(EXERCISE OBJECTIVE)
Nothing in the records may be left out or altered; reproduce them all exactly.

(DATA TO USE)
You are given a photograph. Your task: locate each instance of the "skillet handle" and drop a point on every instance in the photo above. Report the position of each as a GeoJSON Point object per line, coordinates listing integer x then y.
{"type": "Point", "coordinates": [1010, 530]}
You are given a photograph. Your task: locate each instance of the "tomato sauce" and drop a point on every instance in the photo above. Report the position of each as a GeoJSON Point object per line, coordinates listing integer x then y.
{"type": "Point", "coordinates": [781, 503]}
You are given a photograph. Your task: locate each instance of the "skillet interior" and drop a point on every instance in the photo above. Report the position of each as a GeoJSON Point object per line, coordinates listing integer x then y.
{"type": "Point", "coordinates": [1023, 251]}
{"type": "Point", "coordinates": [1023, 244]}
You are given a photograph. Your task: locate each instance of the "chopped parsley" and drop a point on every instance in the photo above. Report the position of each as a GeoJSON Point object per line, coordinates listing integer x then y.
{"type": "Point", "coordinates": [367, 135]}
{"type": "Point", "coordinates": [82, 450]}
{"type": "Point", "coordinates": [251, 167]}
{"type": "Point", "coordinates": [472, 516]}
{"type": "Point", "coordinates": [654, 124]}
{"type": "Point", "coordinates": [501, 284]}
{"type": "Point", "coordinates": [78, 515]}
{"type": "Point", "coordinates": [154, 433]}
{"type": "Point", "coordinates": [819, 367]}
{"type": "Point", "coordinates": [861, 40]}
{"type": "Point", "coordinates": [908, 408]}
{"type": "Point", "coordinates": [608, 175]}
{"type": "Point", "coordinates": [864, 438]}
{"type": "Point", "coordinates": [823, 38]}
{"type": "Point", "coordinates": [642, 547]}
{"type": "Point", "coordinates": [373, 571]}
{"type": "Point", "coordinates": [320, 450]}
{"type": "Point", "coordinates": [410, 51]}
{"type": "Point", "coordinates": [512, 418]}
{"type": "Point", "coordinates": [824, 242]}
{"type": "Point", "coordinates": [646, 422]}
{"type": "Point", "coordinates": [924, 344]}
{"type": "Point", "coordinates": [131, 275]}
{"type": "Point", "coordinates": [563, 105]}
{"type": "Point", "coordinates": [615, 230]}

(RESULT OF THE TASK)
You are given a photograph. Your task: locate each instance of the "skillet handle" and drop a point on every instance in the photo above. Report the position of each as a GeoJSON Point object per line, coordinates listing integer x then y.
{"type": "Point", "coordinates": [1010, 530]}
You are given a photograph. Your task: locate each instance of the "tomato sauce" and drop a point on every instance in the photo above. Report the position of each as a GeoJSON Point object per line, coordinates listing integer x then y.
{"type": "Point", "coordinates": [781, 503]}
You are given a photograph. Your task: locate each instance of the "skillet interior" and drop a point on every instance in the photo above. Report the position of each as a GeoJSON Point object per line, coordinates listing integer x then y.
{"type": "Point", "coordinates": [1023, 251]}
{"type": "Point", "coordinates": [1023, 244]}
You are given a photograph. Your task: locate each instance of the "chopped parsley" and drop a point on every instance in the photo above. Report the position of each as a GeoJSON Point object per line, coordinates listing integer x then y.
{"type": "Point", "coordinates": [367, 135]}
{"type": "Point", "coordinates": [82, 450]}
{"type": "Point", "coordinates": [251, 167]}
{"type": "Point", "coordinates": [472, 516]}
{"type": "Point", "coordinates": [654, 124]}
{"type": "Point", "coordinates": [501, 284]}
{"type": "Point", "coordinates": [78, 515]}
{"type": "Point", "coordinates": [154, 433]}
{"type": "Point", "coordinates": [819, 367]}
{"type": "Point", "coordinates": [861, 40]}
{"type": "Point", "coordinates": [908, 408]}
{"type": "Point", "coordinates": [608, 175]}
{"type": "Point", "coordinates": [864, 438]}
{"type": "Point", "coordinates": [823, 38]}
{"type": "Point", "coordinates": [642, 547]}
{"type": "Point", "coordinates": [373, 571]}
{"type": "Point", "coordinates": [320, 450]}
{"type": "Point", "coordinates": [410, 51]}
{"type": "Point", "coordinates": [512, 418]}
{"type": "Point", "coordinates": [824, 242]}
{"type": "Point", "coordinates": [646, 422]}
{"type": "Point", "coordinates": [924, 344]}
{"type": "Point", "coordinates": [131, 275]}
{"type": "Point", "coordinates": [563, 105]}
{"type": "Point", "coordinates": [615, 230]}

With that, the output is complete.